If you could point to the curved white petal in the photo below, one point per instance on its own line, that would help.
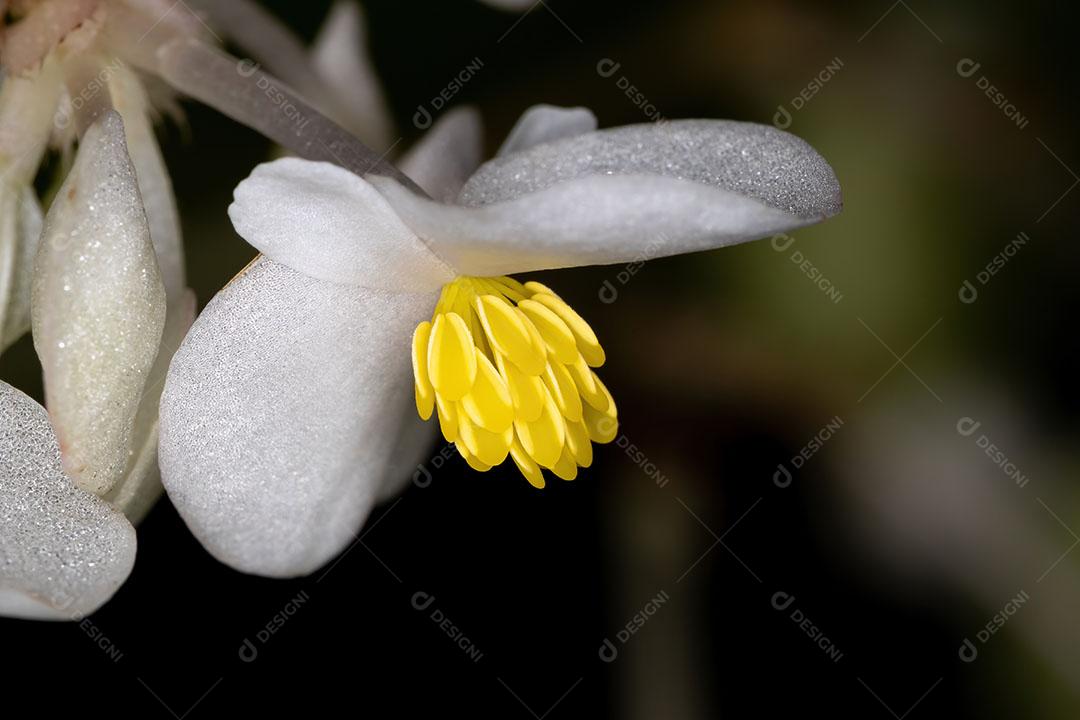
(623, 195)
(63, 551)
(447, 154)
(97, 307)
(281, 412)
(342, 59)
(547, 123)
(332, 225)
(156, 188)
(19, 233)
(593, 220)
(416, 439)
(140, 487)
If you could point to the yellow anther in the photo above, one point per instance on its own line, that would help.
(539, 357)
(507, 330)
(526, 391)
(556, 336)
(535, 287)
(563, 390)
(526, 465)
(451, 356)
(577, 440)
(565, 469)
(473, 462)
(424, 393)
(447, 419)
(488, 403)
(583, 335)
(544, 437)
(489, 448)
(508, 368)
(585, 381)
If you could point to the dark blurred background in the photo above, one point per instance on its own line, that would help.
(791, 520)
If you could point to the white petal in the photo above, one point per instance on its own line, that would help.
(63, 552)
(547, 123)
(332, 225)
(447, 154)
(27, 108)
(140, 487)
(416, 438)
(19, 234)
(341, 57)
(131, 102)
(98, 308)
(624, 195)
(281, 412)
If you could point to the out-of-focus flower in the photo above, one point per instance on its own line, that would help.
(100, 277)
(284, 410)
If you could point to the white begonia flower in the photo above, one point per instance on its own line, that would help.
(283, 412)
(103, 279)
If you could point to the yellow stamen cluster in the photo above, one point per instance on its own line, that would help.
(509, 369)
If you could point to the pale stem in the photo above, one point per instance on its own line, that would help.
(272, 43)
(242, 91)
(89, 91)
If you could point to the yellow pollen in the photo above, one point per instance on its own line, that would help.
(508, 369)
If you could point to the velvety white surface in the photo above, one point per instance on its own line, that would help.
(63, 551)
(332, 225)
(97, 307)
(281, 413)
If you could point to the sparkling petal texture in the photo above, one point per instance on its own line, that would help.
(547, 123)
(332, 225)
(63, 551)
(281, 413)
(592, 220)
(156, 188)
(756, 161)
(447, 154)
(98, 308)
(140, 486)
(19, 233)
(624, 194)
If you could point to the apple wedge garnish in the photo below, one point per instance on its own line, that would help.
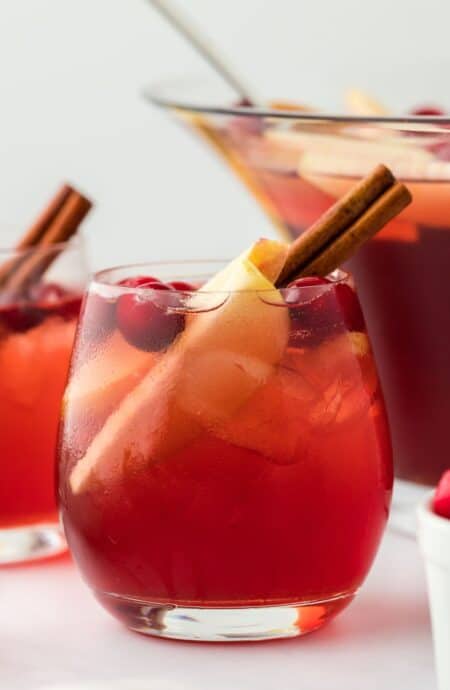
(220, 359)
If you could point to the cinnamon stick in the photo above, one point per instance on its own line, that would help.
(59, 226)
(337, 234)
(34, 234)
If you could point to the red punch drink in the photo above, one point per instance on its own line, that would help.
(37, 330)
(225, 464)
(297, 164)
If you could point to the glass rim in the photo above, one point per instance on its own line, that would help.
(100, 278)
(153, 94)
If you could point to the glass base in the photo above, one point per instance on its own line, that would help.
(30, 543)
(223, 624)
(407, 496)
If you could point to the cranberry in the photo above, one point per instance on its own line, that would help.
(182, 286)
(21, 317)
(428, 110)
(145, 322)
(48, 293)
(139, 281)
(316, 315)
(350, 308)
(441, 500)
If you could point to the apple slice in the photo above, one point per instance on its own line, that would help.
(220, 359)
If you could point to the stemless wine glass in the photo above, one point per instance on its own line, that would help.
(225, 464)
(297, 164)
(37, 329)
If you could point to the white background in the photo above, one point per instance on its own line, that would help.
(70, 106)
(70, 77)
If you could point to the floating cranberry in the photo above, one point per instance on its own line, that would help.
(20, 317)
(350, 308)
(441, 500)
(318, 314)
(146, 322)
(428, 111)
(182, 286)
(139, 281)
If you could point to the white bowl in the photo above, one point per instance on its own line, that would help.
(434, 540)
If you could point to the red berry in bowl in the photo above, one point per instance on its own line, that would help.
(441, 500)
(146, 321)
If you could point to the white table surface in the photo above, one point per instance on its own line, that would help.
(54, 635)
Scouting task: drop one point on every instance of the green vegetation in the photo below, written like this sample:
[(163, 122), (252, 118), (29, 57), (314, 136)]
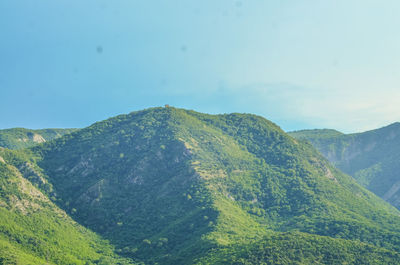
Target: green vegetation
[(35, 231), (372, 157), (19, 138), (172, 186)]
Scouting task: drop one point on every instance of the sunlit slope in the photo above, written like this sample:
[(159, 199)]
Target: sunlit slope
[(174, 186), (18, 138), (35, 231)]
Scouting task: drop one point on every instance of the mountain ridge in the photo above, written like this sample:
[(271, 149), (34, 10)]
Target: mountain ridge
[(173, 186)]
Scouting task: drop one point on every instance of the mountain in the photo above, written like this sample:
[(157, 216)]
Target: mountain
[(33, 230), (372, 157), (18, 138), (173, 186)]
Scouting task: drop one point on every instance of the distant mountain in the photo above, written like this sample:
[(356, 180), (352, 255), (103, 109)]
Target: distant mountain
[(18, 138), (33, 230), (372, 158), (173, 186)]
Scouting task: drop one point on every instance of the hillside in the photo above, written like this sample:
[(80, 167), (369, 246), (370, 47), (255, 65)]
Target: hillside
[(33, 230), (372, 158), (18, 138), (171, 186)]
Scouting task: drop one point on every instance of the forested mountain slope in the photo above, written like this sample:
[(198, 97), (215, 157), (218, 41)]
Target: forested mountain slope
[(172, 186), (372, 158), (33, 230)]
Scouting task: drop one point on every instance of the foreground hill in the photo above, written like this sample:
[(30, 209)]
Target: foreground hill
[(372, 158), (33, 230), (18, 138), (171, 186)]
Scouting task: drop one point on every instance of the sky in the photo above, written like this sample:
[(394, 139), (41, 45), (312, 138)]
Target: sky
[(302, 64)]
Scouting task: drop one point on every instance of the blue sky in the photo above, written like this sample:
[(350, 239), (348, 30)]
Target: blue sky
[(300, 63)]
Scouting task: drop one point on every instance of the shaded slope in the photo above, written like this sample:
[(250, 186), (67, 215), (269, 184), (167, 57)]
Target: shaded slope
[(35, 231), (372, 158), (168, 185), (18, 138)]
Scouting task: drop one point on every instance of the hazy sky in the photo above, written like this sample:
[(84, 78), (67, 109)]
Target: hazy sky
[(301, 64)]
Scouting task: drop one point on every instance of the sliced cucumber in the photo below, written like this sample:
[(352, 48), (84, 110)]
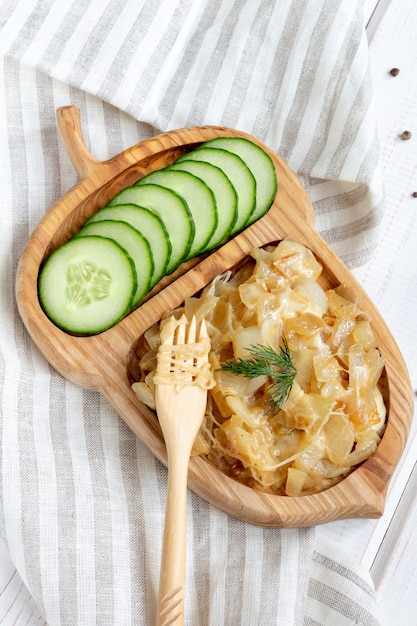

Instructions to follow: Starting at the line that has "[(350, 239), (348, 30)]" and ending at the line that has "[(250, 186), (67, 215), (269, 184), (167, 57)]", please write out the lines above exactly, leaving out all others.

Exercise answer:
[(350, 239), (348, 30)]
Target: blue sky
[(300, 63)]
Scouting task: drop one point on every instance of the shaded slope in the photo above, written like this sample:
[(250, 186), (67, 215), (269, 184), (167, 57)]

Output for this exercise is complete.